Work task:
Word for word, please restate the lines from the beginning of the data through the line in which "rough mask: <svg" appears.

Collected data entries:

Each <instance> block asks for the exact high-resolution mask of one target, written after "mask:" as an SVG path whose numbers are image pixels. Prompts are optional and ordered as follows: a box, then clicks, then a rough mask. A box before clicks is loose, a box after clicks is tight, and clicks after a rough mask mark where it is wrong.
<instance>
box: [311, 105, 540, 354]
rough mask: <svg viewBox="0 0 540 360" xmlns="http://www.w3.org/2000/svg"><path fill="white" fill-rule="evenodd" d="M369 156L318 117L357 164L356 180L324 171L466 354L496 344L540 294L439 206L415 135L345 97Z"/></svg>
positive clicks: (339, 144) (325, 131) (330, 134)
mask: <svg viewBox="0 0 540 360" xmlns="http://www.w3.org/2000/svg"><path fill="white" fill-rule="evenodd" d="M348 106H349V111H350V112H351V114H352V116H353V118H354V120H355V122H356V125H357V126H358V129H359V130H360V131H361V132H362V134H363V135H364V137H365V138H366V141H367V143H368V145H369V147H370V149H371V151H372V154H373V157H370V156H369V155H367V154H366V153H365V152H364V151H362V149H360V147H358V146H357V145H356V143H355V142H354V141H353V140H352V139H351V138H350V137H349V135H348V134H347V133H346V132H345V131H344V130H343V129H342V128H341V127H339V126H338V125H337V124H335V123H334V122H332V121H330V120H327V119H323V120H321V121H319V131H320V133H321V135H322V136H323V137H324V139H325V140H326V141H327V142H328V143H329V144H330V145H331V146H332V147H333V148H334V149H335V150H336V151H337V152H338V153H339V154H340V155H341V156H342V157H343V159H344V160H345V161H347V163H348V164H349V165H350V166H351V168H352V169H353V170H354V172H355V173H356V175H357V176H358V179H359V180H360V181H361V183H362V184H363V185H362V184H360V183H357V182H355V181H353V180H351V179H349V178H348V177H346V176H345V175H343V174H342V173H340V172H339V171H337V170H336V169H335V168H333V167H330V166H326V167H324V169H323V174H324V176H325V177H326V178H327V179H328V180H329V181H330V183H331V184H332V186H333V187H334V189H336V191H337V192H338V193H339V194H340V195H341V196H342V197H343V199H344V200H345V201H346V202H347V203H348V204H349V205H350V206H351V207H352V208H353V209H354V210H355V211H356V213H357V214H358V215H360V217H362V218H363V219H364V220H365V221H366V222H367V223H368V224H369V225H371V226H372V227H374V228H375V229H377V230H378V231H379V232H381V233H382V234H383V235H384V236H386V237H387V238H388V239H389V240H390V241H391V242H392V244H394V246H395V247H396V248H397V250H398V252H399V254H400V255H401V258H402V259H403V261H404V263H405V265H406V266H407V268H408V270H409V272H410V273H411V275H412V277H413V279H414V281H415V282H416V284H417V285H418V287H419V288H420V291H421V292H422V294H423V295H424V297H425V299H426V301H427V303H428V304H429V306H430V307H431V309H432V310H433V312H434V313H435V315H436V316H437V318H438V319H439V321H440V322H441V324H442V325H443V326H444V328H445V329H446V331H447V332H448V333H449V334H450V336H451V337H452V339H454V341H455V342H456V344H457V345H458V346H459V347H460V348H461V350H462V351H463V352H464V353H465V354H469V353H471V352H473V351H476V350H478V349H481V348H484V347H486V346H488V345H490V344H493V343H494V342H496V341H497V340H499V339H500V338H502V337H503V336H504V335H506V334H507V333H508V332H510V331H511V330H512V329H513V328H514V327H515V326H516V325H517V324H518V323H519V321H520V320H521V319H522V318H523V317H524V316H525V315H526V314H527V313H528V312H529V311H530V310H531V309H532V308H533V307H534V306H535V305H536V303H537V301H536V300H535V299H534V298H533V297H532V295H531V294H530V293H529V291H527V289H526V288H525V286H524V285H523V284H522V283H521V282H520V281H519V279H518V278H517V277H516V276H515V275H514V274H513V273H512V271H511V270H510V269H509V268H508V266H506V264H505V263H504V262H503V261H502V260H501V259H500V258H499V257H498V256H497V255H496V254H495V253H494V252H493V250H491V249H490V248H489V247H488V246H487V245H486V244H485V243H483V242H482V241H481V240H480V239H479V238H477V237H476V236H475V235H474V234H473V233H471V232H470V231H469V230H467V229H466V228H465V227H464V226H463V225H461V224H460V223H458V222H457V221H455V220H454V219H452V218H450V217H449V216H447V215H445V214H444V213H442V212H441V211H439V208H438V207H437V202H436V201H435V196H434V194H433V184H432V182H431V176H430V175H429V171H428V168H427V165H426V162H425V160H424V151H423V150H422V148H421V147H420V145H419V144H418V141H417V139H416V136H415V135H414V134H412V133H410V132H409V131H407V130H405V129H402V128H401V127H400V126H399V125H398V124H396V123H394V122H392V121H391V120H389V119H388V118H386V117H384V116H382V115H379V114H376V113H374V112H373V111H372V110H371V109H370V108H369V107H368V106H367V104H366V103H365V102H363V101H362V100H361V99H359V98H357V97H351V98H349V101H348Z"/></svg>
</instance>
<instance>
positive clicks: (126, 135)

Output for this exercise:
Each <instance> block asks for the exact high-resolution mask of one target, written after "mask:" as an SVG path whose numbers are image pixels. Prompts are optional and ordered as follows: a box, then clicks, then a rough mask. A box before clicks is loose, a box after clicks is tight, and clicks after a rough mask mark where it is wrong.
<instance>
box: [311, 105, 540, 354]
rough mask: <svg viewBox="0 0 540 360" xmlns="http://www.w3.org/2000/svg"><path fill="white" fill-rule="evenodd" d="M369 156L318 117L357 164L356 180L324 171L466 354L496 344L540 294L439 206L415 135L345 97Z"/></svg>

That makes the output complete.